WHAT IS REQUIRED: Print the complete set of entries exactly.

Collected data
## start

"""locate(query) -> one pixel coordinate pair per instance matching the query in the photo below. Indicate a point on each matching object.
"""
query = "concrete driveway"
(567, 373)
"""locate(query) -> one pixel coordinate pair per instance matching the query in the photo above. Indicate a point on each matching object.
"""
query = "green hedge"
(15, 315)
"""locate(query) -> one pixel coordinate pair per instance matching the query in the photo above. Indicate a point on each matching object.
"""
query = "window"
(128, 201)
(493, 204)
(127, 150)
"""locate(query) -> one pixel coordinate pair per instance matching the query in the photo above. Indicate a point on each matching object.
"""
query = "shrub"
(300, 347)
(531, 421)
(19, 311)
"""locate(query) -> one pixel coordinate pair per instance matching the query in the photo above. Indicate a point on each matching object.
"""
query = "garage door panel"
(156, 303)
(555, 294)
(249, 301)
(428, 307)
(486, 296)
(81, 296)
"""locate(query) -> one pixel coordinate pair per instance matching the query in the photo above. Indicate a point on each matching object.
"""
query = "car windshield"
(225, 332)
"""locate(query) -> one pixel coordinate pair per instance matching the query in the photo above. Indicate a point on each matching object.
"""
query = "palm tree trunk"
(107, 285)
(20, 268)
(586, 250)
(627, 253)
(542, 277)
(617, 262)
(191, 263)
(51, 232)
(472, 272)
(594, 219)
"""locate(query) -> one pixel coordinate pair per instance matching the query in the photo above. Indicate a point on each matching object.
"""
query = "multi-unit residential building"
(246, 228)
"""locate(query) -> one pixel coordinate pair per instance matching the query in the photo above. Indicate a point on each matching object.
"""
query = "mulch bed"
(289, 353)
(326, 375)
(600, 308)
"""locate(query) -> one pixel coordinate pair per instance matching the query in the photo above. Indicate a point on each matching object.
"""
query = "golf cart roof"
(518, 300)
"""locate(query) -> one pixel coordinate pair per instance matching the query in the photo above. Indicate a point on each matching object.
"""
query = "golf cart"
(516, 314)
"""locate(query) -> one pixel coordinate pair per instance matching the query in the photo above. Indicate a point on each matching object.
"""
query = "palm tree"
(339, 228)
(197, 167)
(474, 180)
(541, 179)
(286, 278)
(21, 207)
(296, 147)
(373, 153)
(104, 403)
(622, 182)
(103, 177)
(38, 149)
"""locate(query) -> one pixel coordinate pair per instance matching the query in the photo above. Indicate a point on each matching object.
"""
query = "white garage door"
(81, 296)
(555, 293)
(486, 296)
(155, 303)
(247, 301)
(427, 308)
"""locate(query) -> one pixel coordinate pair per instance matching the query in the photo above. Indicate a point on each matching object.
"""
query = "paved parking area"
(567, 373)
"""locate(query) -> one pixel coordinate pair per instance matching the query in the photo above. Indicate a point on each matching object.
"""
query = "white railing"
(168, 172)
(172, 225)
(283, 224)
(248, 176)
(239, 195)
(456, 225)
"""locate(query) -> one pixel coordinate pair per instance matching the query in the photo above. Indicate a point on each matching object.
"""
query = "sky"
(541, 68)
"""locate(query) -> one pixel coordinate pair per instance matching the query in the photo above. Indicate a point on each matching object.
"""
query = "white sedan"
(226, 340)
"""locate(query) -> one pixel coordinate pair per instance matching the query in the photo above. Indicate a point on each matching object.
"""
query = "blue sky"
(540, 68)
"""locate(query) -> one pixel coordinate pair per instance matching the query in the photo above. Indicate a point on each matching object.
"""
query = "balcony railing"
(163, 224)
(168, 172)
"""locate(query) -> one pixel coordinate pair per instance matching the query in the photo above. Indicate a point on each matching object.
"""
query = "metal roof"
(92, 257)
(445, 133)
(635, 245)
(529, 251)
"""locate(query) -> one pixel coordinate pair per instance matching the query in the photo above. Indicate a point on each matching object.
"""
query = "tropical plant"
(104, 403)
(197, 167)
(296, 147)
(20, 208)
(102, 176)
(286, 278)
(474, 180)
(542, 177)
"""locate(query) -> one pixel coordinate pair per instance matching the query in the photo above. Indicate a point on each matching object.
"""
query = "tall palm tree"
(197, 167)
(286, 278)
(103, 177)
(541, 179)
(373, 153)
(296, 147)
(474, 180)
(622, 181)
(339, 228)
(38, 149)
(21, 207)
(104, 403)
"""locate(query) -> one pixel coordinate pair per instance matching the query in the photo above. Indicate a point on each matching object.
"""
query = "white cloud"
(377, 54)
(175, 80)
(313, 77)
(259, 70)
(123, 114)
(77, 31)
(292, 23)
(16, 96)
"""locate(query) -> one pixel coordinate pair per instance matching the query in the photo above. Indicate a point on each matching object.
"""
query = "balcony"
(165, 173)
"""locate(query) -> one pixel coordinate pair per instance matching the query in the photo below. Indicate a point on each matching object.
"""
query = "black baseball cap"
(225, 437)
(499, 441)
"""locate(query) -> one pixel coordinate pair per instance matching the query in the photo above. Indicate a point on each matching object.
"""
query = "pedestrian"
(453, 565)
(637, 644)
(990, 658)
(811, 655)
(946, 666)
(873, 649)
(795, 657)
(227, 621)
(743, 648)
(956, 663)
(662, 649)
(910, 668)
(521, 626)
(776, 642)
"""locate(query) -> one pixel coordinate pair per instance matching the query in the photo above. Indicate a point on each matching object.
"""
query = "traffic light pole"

## end

TASK OUTPUT:
"""locate(query) -> one pixel coordinate pair per instance matching the query in the photo below. Indicate a point on each matching object.
"""
query = "concrete driveway"
(567, 373)
"""locate(query) -> one pixel coordinate pair per instance matching the query in the photo above. Indicate a point on each matching object.
"""
query = "green hedge"
(15, 315)
"""locate(query) -> one pixel coordinate pair per instance matching the query in the photo above. Indicate a point on each matching object.
"""
query = "window"
(128, 201)
(493, 204)
(127, 150)
"""locate(query) -> one pixel coordinate pair per instance matching the query in the photo above. Indicate a point on each matching object.
"""
query = "shrub"
(300, 347)
(531, 421)
(19, 311)
"""locate(query) -> one pixel coordinate pair per instance matching the query in the photo above. Indicate a point on each matching object.
"""
query = "garage door panel"
(156, 303)
(555, 294)
(249, 301)
(428, 307)
(486, 296)
(81, 296)
"""locate(query) -> one pixel coordinate pair per instance matching the query in the photo above. Indicate a point on each matching object.
"""
query = "car windshield"
(225, 332)
"""locate(query) -> one pixel coordinate pair per instance matching the query in the photo above. Indicate a point on each matching object.
"""
query = "palm tree trunk"
(107, 285)
(20, 268)
(586, 250)
(627, 253)
(542, 277)
(617, 262)
(191, 263)
(51, 232)
(472, 272)
(594, 219)
"""locate(query) -> one pixel coordinate pair per instance matching the query in the photo above. Indicate a point on each matching object.
"""
query = "multi-unit residential building"
(246, 228)
"""locate(query) -> one pixel coordinate pair per instance matching the query in the photo above. Indicate a point on each matching object.
"""
query = "mulch bed"
(289, 353)
(326, 375)
(600, 308)
"""locate(query) -> one pixel coordinate pair per instance matching the query in the photo above. Indicate a point on each matching object.
"""
query = "golf cart roof"
(518, 300)
"""locate(query) -> one pixel coordinate pair per instance matching the query in the photo above. Indicate a point on each matching object.
"""
query = "golf cart"
(516, 314)
"""locate(query) -> one pixel coordinate pair per instance matching the query in the photo above. Indicate a point on each matching object.
"""
query = "palm tree"
(339, 228)
(197, 167)
(474, 180)
(541, 179)
(286, 278)
(21, 207)
(296, 147)
(373, 153)
(104, 403)
(622, 182)
(103, 177)
(38, 149)
"""locate(query) -> one pixel coordinate pair per instance matching the query in the photo above. Indicate a point on each matching object.
"""
query = "white garage door"
(81, 296)
(555, 293)
(486, 296)
(155, 303)
(247, 301)
(427, 308)
"""locate(query) -> one pixel coordinate pair per instance matching the query in the photo above. Indicate a point on each matching object.
"""
query = "paved parking area"
(567, 373)
"""locate(query) -> one pixel coordinate pair per instance matching the query in the photo above. Indicate a point on each matching object.
"""
query = "white railing"
(168, 172)
(172, 225)
(283, 224)
(248, 176)
(239, 195)
(456, 225)
"""locate(query) -> one pixel coordinate pair per instance matching the query in the photo above. Indicate a point on each matching object.
"""
query = "sky"
(541, 68)
"""locate(query) -> one pixel coordinate pair per instance matching the query in the photo above. Indicate a point on each matching object.
"""
query = "white sedan"
(226, 340)
"""locate(query) -> one pixel coordinate pair per instance matching the query in the photo above. Indicate a point on each matching object.
"""
query = "blue sky"
(540, 68)
"""locate(query) -> one pixel coordinate pair per instance matching the query in the photo above. Indicate a point on each matching object.
"""
query = "balcony railing"
(163, 224)
(168, 172)
"""locate(query) -> one pixel coordinate pair per instance matching the query in the photo above. Indicate a point on each matching object.
"""
query = "metal roof"
(92, 257)
(445, 133)
(635, 245)
(529, 251)
"""locate(query) -> one pixel coordinate pair per instance matching the query in the photo above. Indicate a point on each matching object.
"""
query = "tropical plant"
(104, 403)
(197, 167)
(296, 147)
(20, 208)
(102, 176)
(286, 278)
(474, 180)
(542, 177)
"""locate(query) -> one pixel coordinate pair per instance matching the query in the photo above. Indicate a point on each matching object.
"""
query = "tall palm tree"
(197, 167)
(286, 278)
(103, 177)
(541, 179)
(373, 153)
(296, 147)
(474, 180)
(622, 181)
(339, 228)
(38, 149)
(21, 207)
(104, 403)
"""locate(query) -> one pixel coordinate pair per instance matching the query in the photo above. Indicate a point on each matching object.
"""
query = "white cloud"
(377, 54)
(175, 80)
(313, 77)
(259, 70)
(123, 114)
(77, 31)
(292, 23)
(16, 96)
"""locate(query) -> one pixel coordinate pair per instance matching the query in the photo above. Indicate a point on each matching object.
"""
query = "balcony"
(165, 173)
"""locate(query) -> one pixel coordinate pair per instance matching the query in the photo below. Indicate a point on each matching object.
"""
query = "black baseball cap"
(225, 437)
(499, 441)
"""locate(query) -> one pixel coordinate pair per instance matching the query in the photo above. Indicate a point on each matching object.
"""
query = "pedestrian"
(453, 565)
(637, 644)
(990, 658)
(811, 655)
(946, 666)
(873, 649)
(795, 657)
(227, 621)
(743, 648)
(956, 663)
(662, 649)
(910, 668)
(521, 626)
(776, 642)
"""locate(query) -> one pixel coordinate pair per instance matching the query in the photo above. Indicate a point on each matching object.
"""
query = "traffic light pole"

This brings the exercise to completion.